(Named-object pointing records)
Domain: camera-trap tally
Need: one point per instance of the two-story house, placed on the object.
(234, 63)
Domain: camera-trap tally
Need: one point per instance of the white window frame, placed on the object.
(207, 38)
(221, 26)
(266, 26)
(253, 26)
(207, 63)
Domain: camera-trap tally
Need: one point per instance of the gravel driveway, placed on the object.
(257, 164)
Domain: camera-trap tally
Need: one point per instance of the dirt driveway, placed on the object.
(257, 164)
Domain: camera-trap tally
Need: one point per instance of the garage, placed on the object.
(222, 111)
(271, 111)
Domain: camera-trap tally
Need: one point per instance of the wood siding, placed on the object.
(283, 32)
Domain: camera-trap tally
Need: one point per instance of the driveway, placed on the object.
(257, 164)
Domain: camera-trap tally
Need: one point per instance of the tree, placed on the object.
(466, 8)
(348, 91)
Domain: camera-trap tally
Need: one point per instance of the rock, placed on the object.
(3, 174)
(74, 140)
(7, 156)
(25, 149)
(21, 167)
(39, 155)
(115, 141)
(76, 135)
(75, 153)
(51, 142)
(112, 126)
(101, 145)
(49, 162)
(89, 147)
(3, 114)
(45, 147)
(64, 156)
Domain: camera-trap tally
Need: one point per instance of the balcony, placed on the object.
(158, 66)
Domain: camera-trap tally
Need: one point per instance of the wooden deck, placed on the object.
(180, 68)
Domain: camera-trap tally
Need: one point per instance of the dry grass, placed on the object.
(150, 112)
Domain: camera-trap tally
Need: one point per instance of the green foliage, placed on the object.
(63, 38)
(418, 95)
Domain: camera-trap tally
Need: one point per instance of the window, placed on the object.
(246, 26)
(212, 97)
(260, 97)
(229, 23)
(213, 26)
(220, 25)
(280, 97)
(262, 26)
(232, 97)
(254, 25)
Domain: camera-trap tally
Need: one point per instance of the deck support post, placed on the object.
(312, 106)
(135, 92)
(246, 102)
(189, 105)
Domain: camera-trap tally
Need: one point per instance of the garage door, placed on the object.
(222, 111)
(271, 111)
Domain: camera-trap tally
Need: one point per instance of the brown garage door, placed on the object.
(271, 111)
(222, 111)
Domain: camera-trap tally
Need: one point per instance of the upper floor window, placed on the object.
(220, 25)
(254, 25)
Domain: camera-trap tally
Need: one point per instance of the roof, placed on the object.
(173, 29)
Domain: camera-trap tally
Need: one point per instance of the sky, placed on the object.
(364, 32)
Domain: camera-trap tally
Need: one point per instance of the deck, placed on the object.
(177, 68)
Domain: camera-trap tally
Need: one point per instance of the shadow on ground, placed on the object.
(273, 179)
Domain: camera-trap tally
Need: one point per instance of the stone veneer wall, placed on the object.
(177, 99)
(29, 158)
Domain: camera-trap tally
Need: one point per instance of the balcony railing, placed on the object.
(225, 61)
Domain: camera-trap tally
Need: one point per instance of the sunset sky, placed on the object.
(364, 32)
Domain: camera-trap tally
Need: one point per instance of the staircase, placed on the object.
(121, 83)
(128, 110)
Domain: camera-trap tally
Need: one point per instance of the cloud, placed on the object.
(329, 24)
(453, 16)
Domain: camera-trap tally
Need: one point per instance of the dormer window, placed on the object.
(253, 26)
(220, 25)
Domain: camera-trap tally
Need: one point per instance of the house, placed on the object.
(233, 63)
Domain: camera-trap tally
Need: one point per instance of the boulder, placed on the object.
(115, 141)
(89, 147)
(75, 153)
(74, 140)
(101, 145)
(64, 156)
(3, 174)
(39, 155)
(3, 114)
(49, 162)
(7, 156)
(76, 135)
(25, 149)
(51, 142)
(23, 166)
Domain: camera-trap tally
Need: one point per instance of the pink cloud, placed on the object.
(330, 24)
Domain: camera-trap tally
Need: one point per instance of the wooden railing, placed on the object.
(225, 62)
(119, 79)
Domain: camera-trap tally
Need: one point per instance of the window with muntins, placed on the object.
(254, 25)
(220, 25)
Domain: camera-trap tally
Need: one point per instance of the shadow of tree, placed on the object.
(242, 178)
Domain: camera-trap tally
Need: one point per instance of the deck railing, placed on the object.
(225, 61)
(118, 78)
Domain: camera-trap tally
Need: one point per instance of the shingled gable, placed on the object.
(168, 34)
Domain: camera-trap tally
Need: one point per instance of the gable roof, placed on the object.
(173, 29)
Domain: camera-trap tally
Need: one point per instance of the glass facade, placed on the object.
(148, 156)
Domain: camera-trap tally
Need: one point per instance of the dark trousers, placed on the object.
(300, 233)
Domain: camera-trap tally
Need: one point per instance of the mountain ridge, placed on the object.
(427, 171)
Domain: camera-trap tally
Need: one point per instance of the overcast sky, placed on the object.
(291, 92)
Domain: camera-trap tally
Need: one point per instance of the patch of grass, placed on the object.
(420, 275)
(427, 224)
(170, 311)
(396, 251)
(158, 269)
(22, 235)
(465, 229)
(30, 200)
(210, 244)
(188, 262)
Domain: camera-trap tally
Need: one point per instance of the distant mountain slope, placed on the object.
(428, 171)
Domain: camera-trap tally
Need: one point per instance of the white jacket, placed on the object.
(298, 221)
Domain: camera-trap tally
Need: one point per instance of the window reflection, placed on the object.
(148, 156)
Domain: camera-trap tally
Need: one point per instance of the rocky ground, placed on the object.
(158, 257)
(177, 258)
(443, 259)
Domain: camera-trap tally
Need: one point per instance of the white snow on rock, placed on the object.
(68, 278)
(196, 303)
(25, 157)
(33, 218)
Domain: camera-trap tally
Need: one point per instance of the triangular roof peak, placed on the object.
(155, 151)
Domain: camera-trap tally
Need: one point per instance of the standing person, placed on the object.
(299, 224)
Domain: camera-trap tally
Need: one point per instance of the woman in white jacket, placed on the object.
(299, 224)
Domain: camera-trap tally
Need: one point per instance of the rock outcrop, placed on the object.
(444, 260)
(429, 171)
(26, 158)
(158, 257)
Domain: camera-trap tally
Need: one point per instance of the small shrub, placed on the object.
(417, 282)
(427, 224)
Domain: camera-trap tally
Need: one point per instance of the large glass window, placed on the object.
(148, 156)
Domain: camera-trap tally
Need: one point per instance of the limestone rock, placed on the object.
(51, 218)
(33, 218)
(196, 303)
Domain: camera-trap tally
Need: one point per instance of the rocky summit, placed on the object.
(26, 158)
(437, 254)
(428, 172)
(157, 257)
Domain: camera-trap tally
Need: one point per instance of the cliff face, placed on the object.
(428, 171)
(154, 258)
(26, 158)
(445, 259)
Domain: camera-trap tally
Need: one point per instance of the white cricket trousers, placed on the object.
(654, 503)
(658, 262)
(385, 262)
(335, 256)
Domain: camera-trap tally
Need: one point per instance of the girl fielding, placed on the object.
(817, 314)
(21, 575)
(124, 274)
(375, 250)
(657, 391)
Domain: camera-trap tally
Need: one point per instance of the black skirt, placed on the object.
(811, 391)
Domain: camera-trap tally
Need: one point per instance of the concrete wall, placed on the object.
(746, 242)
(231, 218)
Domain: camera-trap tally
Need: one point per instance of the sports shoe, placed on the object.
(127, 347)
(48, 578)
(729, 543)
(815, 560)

• _YOUR OBJECTIVE_: Extract the entries above verbatim.

• _FINAL RESULT_:
Domain: camera-trap tally
Need: one point per instance of the two-story house, placed on the object.
(234, 63)
Domain: camera-trap tally
Need: one point per instance of the white window frame, placed on the object.
(207, 38)
(221, 26)
(266, 26)
(253, 26)
(207, 63)
Domain: camera-trap tally
Need: one point per instance of the gravel driveway, placed on the object.
(257, 164)
Domain: camera-trap tally
Need: one point per instance of the dirt driveway, placed on the object.
(257, 164)
Domain: camera-trap tally
Need: one point per instance of the garage, placed on the object.
(222, 111)
(271, 111)
Domain: camera-trap tally
Need: one point per instance of the wood siding, placed on the object.
(283, 32)
Domain: camera-trap tally
Need: one point per instance of the driveway, placed on the object.
(257, 164)
Domain: camera-trap tally
Need: one point per instance of the tree, placed on the object.
(466, 8)
(348, 91)
Domain: camera-trap tally
Need: one point per instance of the rock, placed on the object.
(3, 174)
(74, 140)
(7, 156)
(25, 149)
(21, 167)
(39, 155)
(115, 141)
(76, 135)
(75, 153)
(51, 142)
(112, 126)
(101, 145)
(49, 162)
(89, 147)
(3, 114)
(45, 147)
(64, 156)
Domain: camera-trap tally
Need: one point per instance of the balcony, placed on the object.
(158, 66)
Domain: camera-trap tally
Need: one point per instance of the wooden deck, placed on the object.
(180, 68)
Domain: camera-trap tally
Need: one point per instance of the dry grass, placed on the object.
(150, 112)
Domain: camera-trap tally
Need: one point per instance of the green foliage, placed on the object.
(63, 38)
(418, 95)
Domain: camera-trap tally
Need: one point per instance of the window, placed on the object.
(246, 26)
(212, 97)
(260, 97)
(229, 23)
(213, 26)
(220, 25)
(280, 97)
(262, 26)
(232, 97)
(254, 25)
Domain: camera-trap tally
Need: one point per instance of the deck support post, placed on the object.
(312, 106)
(135, 92)
(246, 102)
(189, 105)
Domain: camera-trap tally
Need: one point per instance of the garage door, placed on the object.
(222, 111)
(271, 111)
Domain: camera-trap tally
Need: one point per instance of the brown garage door, placed on the object.
(271, 111)
(222, 111)
Domain: camera-trap tally
Need: one point per instance of the upper floor window, placed on the object.
(220, 25)
(254, 25)
Domain: camera-trap tally
Need: one point per instance of the roof, placed on the object.
(173, 29)
Domain: camera-trap tally
Need: one point per instance of the sky, placed on the object.
(364, 32)
Domain: camera-trap tally
Need: one point per instance of the deck, placed on the object.
(177, 68)
Domain: camera-trap tally
Need: one point per instance of the shadow on ground, placed on the object.
(273, 179)
Domain: camera-trap tally
Need: one point per instance of the stone veneer wall, placed on the object.
(177, 99)
(29, 158)
Domain: camera-trap tally
Need: one point per instance of the balcony railing, placed on the object.
(225, 61)
Domain: camera-trap tally
Need: one point per instance of the sunset sky, placed on the object.
(364, 32)
Domain: camera-trap tally
Need: one point per instance of the staircase, placed on the object.
(121, 83)
(128, 110)
Domain: camera-trap tally
Need: one point per instance of the cloud, placed on the object.
(329, 24)
(453, 16)
Domain: camera-trap tally
Need: one point per instance of the dormer window, placed on the object.
(253, 26)
(220, 25)
Domain: camera-trap tally
Need: one point per instance of the house, placed on the object.
(233, 63)
Domain: camera-trap tally
Need: one point per instance of the boulder, placed on the object.
(115, 141)
(89, 147)
(75, 153)
(74, 140)
(101, 145)
(64, 156)
(3, 174)
(39, 155)
(3, 114)
(49, 162)
(7, 156)
(76, 135)
(25, 149)
(51, 142)
(23, 166)
Domain: camera-trap tally
Need: one point per instance of the pink cloud, placed on the object.
(330, 24)
Domain: camera-trap tally
Need: one point per instance of the wooden railing, placed on the object.
(225, 62)
(119, 79)
Domain: camera-trap tally
Need: one point per instance of the window with muntins, placed on the object.
(254, 25)
(220, 25)
Domain: camera-trap tally
Need: one point per instance of the shadow of tree, placed on the object.
(242, 178)
Domain: camera-trap tally
Need: one point per instance of the deck railing, placed on the object.
(225, 61)
(118, 78)
Domain: camera-trap tally
Need: one point per instance of the shingled gable, placed on the object.
(168, 34)
Domain: camera-trap tally
Need: one point per instance of the gable roof, placed on the object.
(173, 29)
Domain: camera-trap tally
Need: one point per instance of the glass facade, placed on the object.
(148, 156)
Domain: camera-trap tally
Need: one point per instance of the dark trousers, placed on the object.
(300, 233)
Domain: camera-trap tally
Need: one point per instance of the mountain ridge, placed on the object.
(427, 171)
Domain: camera-trap tally
Need: one point per instance of the overcast sky, placed on the object.
(291, 92)
Domain: camera-trap tally
Need: one point per instance of the patch of grass, placed on the object.
(420, 275)
(427, 224)
(170, 311)
(396, 251)
(158, 269)
(22, 235)
(465, 229)
(30, 200)
(210, 244)
(188, 262)
Domain: camera-trap tally
Need: one point per instance of the distant mountain slope, placed on the object.
(428, 171)
Domain: camera-trap tally
Need: one point per instance of the white jacket, placed on the object.
(298, 221)
Domain: camera-trap tally
Need: one point per instance of the window reflection, placed on the object.
(148, 156)
Domain: camera-trap tally
Need: one point per instance of the rocky ground, placed on the object.
(158, 257)
(177, 258)
(443, 259)
Domain: camera-trap tally
Need: one point per instance of the white snow on rock, placed on the object.
(68, 278)
(196, 303)
(25, 157)
(33, 218)
Domain: camera-trap tally
Need: one point per instance of the triangular roof peak, placed on the object.
(155, 151)
Domain: camera-trap tally
Need: one point per instance of the standing person, placed on the object.
(299, 224)
Domain: camera-trap tally
Need: one point per instance of the woman in white jacket, placed on the object.
(299, 224)
Domain: camera-trap tally
Need: one point per instance of the rock outcrop, placed on the object.
(444, 260)
(429, 171)
(26, 158)
(158, 257)
Domain: camera-trap tally
Need: one point per instance of the small shrub, placed on the object.
(417, 282)
(427, 224)
Domain: camera-trap tally
Need: one point per instance of the large glass window, placed on the object.
(148, 156)
Domain: camera-trap tally
Need: one point per instance of the limestone rock, placed on the object.
(51, 218)
(33, 218)
(196, 303)
Domain: camera-trap tally
Need: one point per instance of the rocky summit, placed on the object.
(26, 158)
(437, 254)
(428, 172)
(157, 257)
Domain: camera-trap tally
Need: one point per instance of the cliff face, placed on the object.
(428, 171)
(154, 258)
(26, 158)
(445, 259)
Domain: camera-trap tally
Need: one point per instance of the white cricket trousers, placed on the object.
(654, 503)
(658, 262)
(385, 262)
(335, 256)
Domain: camera-trap tally
Need: one point per instance of the girl fielding, placed on the object.
(817, 314)
(21, 575)
(124, 274)
(375, 250)
(657, 391)
Domain: camera-trap tally
Need: one point per instance of the black skirt, placed on the object.
(811, 391)
Domain: camera-trap tally
Need: one point per instance of the concrete wall, placed on the object.
(746, 242)
(231, 218)
Domain: camera-trap tally
Need: one point per instance of the sports shoe, placed on the object.
(127, 347)
(48, 578)
(729, 543)
(815, 560)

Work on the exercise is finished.